Image annotation data
-- Begin --

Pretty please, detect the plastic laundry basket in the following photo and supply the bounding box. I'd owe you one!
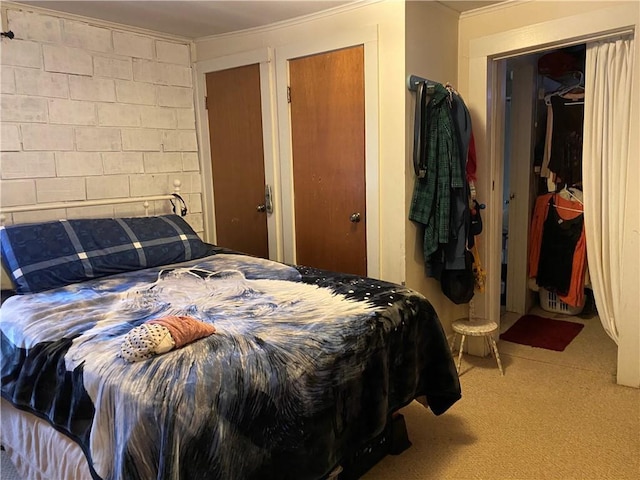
[539,287,584,315]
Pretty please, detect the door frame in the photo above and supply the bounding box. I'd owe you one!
[501,60,536,315]
[275,25,380,277]
[193,47,284,261]
[467,4,640,386]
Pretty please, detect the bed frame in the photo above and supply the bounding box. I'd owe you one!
[0,185,426,480]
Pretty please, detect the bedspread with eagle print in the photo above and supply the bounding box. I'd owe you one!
[0,253,460,480]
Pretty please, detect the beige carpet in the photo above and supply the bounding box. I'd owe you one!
[0,310,640,480]
[363,310,640,480]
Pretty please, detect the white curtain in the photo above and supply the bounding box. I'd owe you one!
[582,38,639,344]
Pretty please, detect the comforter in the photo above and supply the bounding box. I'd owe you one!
[0,253,460,480]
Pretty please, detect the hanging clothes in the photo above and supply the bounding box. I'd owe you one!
[527,193,587,306]
[409,84,465,260]
[549,96,584,185]
[536,197,584,296]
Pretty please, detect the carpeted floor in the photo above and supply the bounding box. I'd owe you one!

-- End --

### What the exercise asks
Extract every line of the listing above without any changes, and leave the pictures out.

### Response
Pretty please, detect the plastic laundry basket in the following photo and supply the bounding box. I'd owe you one!
[539,287,584,315]
Pretty please, detect the door frame in the photo above and supply the bounding box. I'd owe you one!
[501,60,536,315]
[275,25,380,277]
[193,47,284,261]
[467,4,640,386]
Pretty please, detect the bed frame in the photo above and supply the bounding box. I'd owe you one!
[0,185,426,480]
Pretty please, detect the bedspread with eagle print in the photo above and supply the bounding box. I'd owe you one!
[0,253,460,480]
Pretty please, detect the beige carpet in the photo above and supply the bounding box. I'd owe you one!
[0,310,640,480]
[363,310,640,480]
Pretty please, detect the white curtain in the photo above and supply the bounding box. I'd owe you one!
[582,38,639,344]
Pretty please, detect the comforter in the photo above and supply the bounding box. I'd owe you one!
[0,253,460,480]
Pretty please, detect the hanging clothes in the photo above and supply the bounding box. I'd owe you one!
[527,193,587,306]
[409,84,465,260]
[549,96,584,185]
[536,197,584,296]
Pretty please, detect the carpeted floor in the photo above and supply the bounding box. I'd owe you one!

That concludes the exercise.